HOW TO COMPLETE THIS TASK
An identical copy of the data below is needed.

Dataset items:
---+---
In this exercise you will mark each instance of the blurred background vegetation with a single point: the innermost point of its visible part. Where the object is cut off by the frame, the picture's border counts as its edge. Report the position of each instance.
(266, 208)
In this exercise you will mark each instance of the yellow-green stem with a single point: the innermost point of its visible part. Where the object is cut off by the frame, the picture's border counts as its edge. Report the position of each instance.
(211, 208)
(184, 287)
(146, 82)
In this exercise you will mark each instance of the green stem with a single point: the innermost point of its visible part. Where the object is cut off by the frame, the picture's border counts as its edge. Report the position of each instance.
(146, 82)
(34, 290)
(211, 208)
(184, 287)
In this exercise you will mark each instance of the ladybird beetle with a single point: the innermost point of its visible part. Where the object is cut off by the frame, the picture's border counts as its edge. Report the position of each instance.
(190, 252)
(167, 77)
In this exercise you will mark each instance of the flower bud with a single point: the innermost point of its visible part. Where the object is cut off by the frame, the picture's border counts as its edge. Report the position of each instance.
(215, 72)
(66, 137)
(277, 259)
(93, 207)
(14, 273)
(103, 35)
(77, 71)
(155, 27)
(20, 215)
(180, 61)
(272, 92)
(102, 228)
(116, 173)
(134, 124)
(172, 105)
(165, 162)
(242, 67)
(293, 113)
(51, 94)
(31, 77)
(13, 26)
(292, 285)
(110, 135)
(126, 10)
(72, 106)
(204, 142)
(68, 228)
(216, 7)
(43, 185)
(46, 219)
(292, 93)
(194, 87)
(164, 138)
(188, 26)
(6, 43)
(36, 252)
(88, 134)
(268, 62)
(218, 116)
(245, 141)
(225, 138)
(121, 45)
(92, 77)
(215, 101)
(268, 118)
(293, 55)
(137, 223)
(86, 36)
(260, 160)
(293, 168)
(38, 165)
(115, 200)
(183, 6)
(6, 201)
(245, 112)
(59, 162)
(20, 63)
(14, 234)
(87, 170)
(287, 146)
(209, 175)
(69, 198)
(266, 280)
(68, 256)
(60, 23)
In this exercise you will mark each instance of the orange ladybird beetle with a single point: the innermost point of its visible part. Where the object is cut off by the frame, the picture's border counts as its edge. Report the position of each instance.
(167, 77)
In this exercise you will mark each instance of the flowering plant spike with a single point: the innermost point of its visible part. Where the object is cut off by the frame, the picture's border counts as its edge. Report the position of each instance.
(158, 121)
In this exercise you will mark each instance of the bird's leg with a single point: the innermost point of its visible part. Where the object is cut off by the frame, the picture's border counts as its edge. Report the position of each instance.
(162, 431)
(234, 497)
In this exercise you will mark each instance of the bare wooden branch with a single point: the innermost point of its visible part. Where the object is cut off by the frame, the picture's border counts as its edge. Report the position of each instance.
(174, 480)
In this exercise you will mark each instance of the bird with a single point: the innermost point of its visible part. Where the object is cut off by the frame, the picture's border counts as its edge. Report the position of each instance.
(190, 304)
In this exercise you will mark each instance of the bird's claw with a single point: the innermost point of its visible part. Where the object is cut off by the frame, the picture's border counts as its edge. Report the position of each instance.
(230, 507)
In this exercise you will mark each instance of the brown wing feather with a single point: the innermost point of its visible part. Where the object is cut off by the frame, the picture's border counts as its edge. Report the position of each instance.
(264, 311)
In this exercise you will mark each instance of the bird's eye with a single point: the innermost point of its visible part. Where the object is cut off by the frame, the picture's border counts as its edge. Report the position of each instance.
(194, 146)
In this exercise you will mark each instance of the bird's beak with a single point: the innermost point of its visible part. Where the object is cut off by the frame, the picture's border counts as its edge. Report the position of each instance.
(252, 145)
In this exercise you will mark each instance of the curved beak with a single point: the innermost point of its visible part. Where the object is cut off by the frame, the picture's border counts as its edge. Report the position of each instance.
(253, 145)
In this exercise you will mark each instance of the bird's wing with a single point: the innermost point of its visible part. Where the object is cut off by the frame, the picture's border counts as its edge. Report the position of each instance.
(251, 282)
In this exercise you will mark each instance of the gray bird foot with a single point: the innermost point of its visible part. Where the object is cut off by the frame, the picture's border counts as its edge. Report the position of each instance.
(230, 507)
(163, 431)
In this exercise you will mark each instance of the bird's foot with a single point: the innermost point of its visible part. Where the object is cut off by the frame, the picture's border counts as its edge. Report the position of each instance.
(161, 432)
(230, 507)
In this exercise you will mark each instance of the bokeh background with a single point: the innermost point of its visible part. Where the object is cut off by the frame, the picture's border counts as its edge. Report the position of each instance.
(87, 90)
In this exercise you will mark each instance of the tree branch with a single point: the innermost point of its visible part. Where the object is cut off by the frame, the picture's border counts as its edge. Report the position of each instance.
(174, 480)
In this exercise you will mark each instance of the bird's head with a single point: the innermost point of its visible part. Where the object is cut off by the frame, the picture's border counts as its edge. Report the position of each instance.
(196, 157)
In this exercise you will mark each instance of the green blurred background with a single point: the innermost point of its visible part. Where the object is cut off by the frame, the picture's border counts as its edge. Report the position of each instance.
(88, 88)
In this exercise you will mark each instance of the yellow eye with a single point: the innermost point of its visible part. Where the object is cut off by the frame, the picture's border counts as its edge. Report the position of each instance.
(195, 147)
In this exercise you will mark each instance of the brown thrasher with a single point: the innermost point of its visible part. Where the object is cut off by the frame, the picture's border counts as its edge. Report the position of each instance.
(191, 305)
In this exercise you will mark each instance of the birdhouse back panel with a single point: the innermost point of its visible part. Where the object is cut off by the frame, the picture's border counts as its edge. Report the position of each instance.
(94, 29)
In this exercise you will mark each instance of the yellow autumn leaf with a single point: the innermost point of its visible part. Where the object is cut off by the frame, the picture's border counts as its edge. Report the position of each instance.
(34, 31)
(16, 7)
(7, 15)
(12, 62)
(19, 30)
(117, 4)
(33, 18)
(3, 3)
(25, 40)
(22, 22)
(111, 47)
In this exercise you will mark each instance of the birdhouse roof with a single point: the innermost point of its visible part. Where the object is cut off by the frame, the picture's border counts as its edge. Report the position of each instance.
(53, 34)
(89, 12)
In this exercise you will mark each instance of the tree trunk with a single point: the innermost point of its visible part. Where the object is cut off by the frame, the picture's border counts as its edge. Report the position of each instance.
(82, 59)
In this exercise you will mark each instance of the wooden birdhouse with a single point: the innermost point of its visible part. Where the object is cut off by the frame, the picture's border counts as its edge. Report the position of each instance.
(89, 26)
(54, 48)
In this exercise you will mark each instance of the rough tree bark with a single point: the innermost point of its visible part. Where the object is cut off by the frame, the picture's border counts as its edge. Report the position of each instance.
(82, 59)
---+---
FINAL ANSWER
In this exercise you will mark each instance of the blurred background vegetation with a single point: the innermost point of its visible part. Where the object is cut off by the frame, the picture's border counts as its edge. Report the position of each instance.
(266, 208)
In this exercise you will mark each instance of the yellow-green stem with a single point: the innermost point of its visible part. Where the object is cut off by the frame, the picture's border counts as its edge. Report the position of each instance.
(211, 208)
(184, 287)
(146, 82)
In this exercise you will mark each instance of the green stem with a single point: the innermost point of its visible part. Where the object is cut off by the frame, the picture's border counts as its edge. Report the position of each instance.
(146, 82)
(34, 290)
(211, 208)
(184, 287)
In this exercise you will mark each instance of the ladybird beetle with a single point: the innermost point of its visible part. Where the object is cut off by the frame, the picture's border counts as its edge. Report the position of each instance.
(190, 252)
(167, 77)
In this exercise you will mark each instance of the flower bud with a single point: the innermost point of its visible part. Where the object is cut off by the frame, the picture's border counts as its edge. Report the position of each instance.
(215, 72)
(66, 137)
(277, 259)
(93, 207)
(14, 273)
(103, 35)
(77, 71)
(155, 27)
(20, 215)
(180, 61)
(272, 92)
(102, 228)
(116, 173)
(134, 124)
(172, 105)
(165, 162)
(242, 67)
(293, 113)
(51, 94)
(31, 77)
(13, 26)
(292, 285)
(110, 135)
(126, 10)
(72, 106)
(204, 142)
(68, 228)
(216, 7)
(43, 185)
(46, 219)
(292, 93)
(194, 87)
(164, 138)
(188, 26)
(6, 43)
(36, 252)
(88, 134)
(268, 62)
(218, 116)
(245, 141)
(225, 138)
(121, 45)
(92, 77)
(215, 101)
(268, 118)
(293, 55)
(137, 223)
(86, 36)
(260, 160)
(293, 168)
(38, 165)
(115, 200)
(183, 6)
(6, 201)
(245, 112)
(59, 162)
(20, 63)
(14, 234)
(87, 170)
(287, 146)
(209, 175)
(69, 198)
(266, 280)
(68, 256)
(60, 23)
In this exercise you will mark each instance of the orange ladybird beetle with a single point: the innermost point of its visible part. Where the object is cut off by the frame, the picture's border counts as its edge. Report the position of each instance.
(167, 77)
In this exercise you will mark each instance of the flowering plant spike with a single point: the innermost point of its visible part. Where the object is cut off by the frame, the picture's border counts as its edge. Report the position of each instance.
(158, 121)
In this exercise you will mark each instance of the bird's leg with a single point: the innermost point of its visible part. Where the object is cut off by the frame, the picture's border counts as its edge. Report the position of each instance.
(162, 431)
(234, 497)
In this exercise you will mark each instance of the bare wooden branch with a single point: the innermost point of its visible part. Where the object is cut off by the frame, the picture's border counts as its edge. Report the position of each instance.
(174, 480)
In this exercise you will mark each instance of the bird with a single point: the innermost point of its visible part. Where the object is cut off by the frame, the picture's border counts as its edge. Report the position of each instance.
(190, 304)
In this exercise you will mark each instance of the bird's claw with a single point: the innermost point of its visible part. Where the object is cut off by the frame, the picture's border counts as its edge. Report the position of each instance.
(230, 507)
In this exercise you will mark each instance of the brown wing feather with a single point: the innermost point of its visible part. Where the object is cut off by the frame, the picture's border counts as its edge. Report the position of each instance.
(264, 311)
In this exercise you will mark each instance of the bird's eye with a single point: the innermost point of its visible part. Where the object is cut off by the frame, the picture's border counts as its edge. Report the position of each instance.
(194, 146)
In this exercise you will mark each instance of the bird's beak with a single point: the innermost point of its visible part. Where the object is cut off by the frame, the picture's border counts as its edge. Report the position of each instance.
(252, 145)
In this exercise you will mark each instance of the curved beak with a single point: the innermost point of its visible part. Where the object is cut off by the frame, the picture's border counts as its edge. Report the position of each instance.
(253, 145)
In this exercise you will mark each instance of the bird's wing with a single point: the innermost point of its visible part. Where the object is cut off by the frame, the picture's border counts as its edge. Report the position of each instance.
(251, 282)
In this exercise you will mark each instance of the gray bird foot with a single point: the innermost point of its visible part. Where the object is cut off by the frame, the picture's border counts as its edge. Report the position of each instance.
(230, 507)
(163, 431)
In this exercise you will mark each instance of the bird's foot with a single point: the innermost point of its visible part. Where the object is cut off by the frame, the picture's border counts as its edge. Report the position of each instance.
(161, 432)
(230, 507)
In this exercise you will mark each instance of the bokeh background with a single point: the innermost point of its visible part. Where the object is cut off by the frame, the picture's border counts as its edge. Report the position of each instance.
(87, 90)
In this exercise you will mark each instance of the tree branch with a single point: the innermost point of its visible part. Where the object is cut off by the frame, the picture's border counts as its edge. Report the position of each instance.
(174, 480)
In this exercise you will mark each instance of the bird's head with a single point: the innermost point of its visible part. Where the object is cut off by the frame, the picture's border counts as its edge. Report the position of each instance.
(196, 157)
In this exercise you will mark each instance of the green blurred background with a single point: the innermost point of its visible part. Where the object is cut off by the frame, the picture's border counts as its edge. Report the position of each instance.
(88, 88)
In this exercise you will mark each instance of the yellow eye with a single point: the innermost point of its visible part. Where the object is cut off by the frame, the picture's border counts as its edge. Report the position of each instance.
(195, 147)
In this exercise you will mark each instance of the brown thrasher with a single point: the innermost point of its visible part. Where the object is cut off by the frame, the picture's border counts as its edge. Report the position of each instance.
(191, 305)
In this exercise you will mark each instance of the birdhouse back panel with a single point: the innermost point of its visible part. Where the object is cut off by the frame, the picture's border counts as its edge. Report the position of each instance.
(94, 29)
In this exercise you will mark each instance of the yellow autumn leaf with a single point: the innermost point of its visible part. Where the object is cut off by the frame, the picture's border counts as its edge. Report the position of each instance.
(34, 31)
(16, 7)
(7, 15)
(12, 62)
(19, 30)
(117, 4)
(33, 18)
(3, 3)
(25, 40)
(22, 22)
(111, 47)
In this exercise you will mark each instance of the birdhouse roof with a single point: the innermost point of its visible part. Where the object is cut off by the frame, the picture's border counts as its edge. Report the position of each instance.
(53, 34)
(89, 12)
In this exercise you will mark each instance of the tree trunk with a single point: the innermost point of its visible part. Where the object is cut off by the frame, the picture's border counts as its edge. Report the position of each instance.
(82, 59)
In this exercise you will mark each instance of the wooden birdhouse with a single point: the innermost point of its visible part. Where the object is cut off by the frame, the picture's border counts as its edge. Report the position of each instance.
(89, 26)
(54, 48)
In this exercise you will mark each instance of the rough tree bark with a single point: the innermost point of its visible part. Where the object is cut off by the frame, the picture's border counts as its edge. Report the position of each instance.
(82, 59)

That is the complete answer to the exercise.